[[ Extracted information, beginning ]]

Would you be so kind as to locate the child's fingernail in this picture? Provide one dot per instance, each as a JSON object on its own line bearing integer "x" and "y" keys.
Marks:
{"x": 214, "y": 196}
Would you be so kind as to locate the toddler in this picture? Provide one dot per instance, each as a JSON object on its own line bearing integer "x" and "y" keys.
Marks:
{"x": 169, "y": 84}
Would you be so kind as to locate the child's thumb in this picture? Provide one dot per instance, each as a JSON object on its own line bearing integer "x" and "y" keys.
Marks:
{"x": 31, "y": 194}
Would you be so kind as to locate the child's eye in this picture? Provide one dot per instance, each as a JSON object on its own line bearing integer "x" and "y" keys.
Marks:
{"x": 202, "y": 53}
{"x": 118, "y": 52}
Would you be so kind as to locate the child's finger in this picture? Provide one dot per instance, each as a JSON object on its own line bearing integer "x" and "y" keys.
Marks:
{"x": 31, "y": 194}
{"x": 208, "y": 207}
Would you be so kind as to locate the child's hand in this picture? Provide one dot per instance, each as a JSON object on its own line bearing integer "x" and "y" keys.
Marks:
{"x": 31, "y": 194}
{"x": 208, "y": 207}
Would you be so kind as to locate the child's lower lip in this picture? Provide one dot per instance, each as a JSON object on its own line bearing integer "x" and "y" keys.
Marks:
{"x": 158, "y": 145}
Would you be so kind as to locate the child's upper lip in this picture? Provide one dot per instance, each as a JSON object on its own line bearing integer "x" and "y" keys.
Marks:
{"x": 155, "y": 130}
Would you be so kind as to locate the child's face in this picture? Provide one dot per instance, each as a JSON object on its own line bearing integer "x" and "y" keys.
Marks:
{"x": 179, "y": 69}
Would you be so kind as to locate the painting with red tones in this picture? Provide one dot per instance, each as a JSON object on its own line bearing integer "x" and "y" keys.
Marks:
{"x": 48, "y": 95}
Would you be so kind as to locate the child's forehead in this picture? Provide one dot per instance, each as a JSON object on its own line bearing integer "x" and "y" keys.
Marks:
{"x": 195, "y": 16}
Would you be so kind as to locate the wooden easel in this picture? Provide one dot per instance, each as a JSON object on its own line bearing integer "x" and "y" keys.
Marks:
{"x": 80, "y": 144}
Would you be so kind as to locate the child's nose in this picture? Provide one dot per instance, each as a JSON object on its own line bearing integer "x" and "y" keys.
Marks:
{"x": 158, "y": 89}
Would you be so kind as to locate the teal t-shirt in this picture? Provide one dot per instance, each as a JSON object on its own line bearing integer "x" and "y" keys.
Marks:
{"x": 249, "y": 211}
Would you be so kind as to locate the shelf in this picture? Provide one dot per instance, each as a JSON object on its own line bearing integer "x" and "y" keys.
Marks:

[[ Extracted information, end ]]

Nothing in the records may be dropped; reproduce them exactly.

Would you be so kind as to locate the child's fingernail in this picture? Provide one dot per instance, each as a JSON object on its own line bearing integer "x" and "y" keys.
Marks:
{"x": 214, "y": 196}
Would you be so kind as to locate the toddler in this picture? Provide one dot per instance, each as a JSON object on its own line bearing integer "x" and "y" keys.
Marks:
{"x": 169, "y": 84}
Would you be so kind as to locate the child's thumb in this picture? Provide one dot per instance, each as a JSON object on its own line bearing integer "x" and "y" keys.
Marks:
{"x": 31, "y": 194}
Would you be so kind as to locate the child's eye in this picture? Provide one dot per instance, each as a JSON object on its own line bearing integer "x" and "y" keys.
Marks:
{"x": 202, "y": 53}
{"x": 118, "y": 52}
Would you be so kind as to locate the child's finger in this picture? Provide one dot per instance, each as a JSON object on its own line bearing integer "x" and "y" keys.
Marks:
{"x": 31, "y": 194}
{"x": 208, "y": 207}
Would you be so kind as to locate the child's hand in this picture? Provide one dot per instance, each as a JSON object on its own line bearing integer "x" and "y" keys.
Marks:
{"x": 31, "y": 194}
{"x": 208, "y": 207}
Would you be so kind as to locate the child's lower lip in this picture? Provide one dot per instance, each as a JSON object on its own line bearing integer "x" and "y" keys.
Marks:
{"x": 158, "y": 145}
Would you be so kind as to locate the child's upper lip in this picture? Provide one dot per instance, each as a JSON object on its own line bearing integer "x" and "y" keys.
Marks:
{"x": 155, "y": 130}
Would you be so kind as to locate the child's face in this picture? Provide one dot per instance, each as a JSON object on its own line bearing integer "x" and "y" keys.
Marks:
{"x": 179, "y": 69}
Would you be so kind as to locate the painting with red tones in this picture? Provide one dot per instance, each as a JSON object on its own line bearing integer "x" and "y" keys.
Marks:
{"x": 48, "y": 95}
Would you be so kind as to locate the child's forehead in this picture? Provide one dot per instance, each as a JSON object on its own line bearing integer "x" and "y" keys.
Marks:
{"x": 195, "y": 16}
Would you be so kind as to locate the wooden easel in this picture? Provide one dot per instance, each as a JSON object on its own line bearing integer "x" and "y" keys.
Marks:
{"x": 80, "y": 144}
Would you be so kind as to locate the child's nose in this picture? Provide one dot per instance, each as a JSON object on its own line bearing integer "x" and "y" keys.
Marks:
{"x": 158, "y": 89}
Would you be so kind as to locate the teal t-shirt in this picture? Provide one dot per instance, each as a JSON object on its own line bearing integer "x" and "y" keys.
Marks:
{"x": 249, "y": 211}
Would you be so kind as to locate the shelf in this picture? Provide one dot per instance, each as a JSON object on its own line bearing integer "x" and "y" keys.
Marks:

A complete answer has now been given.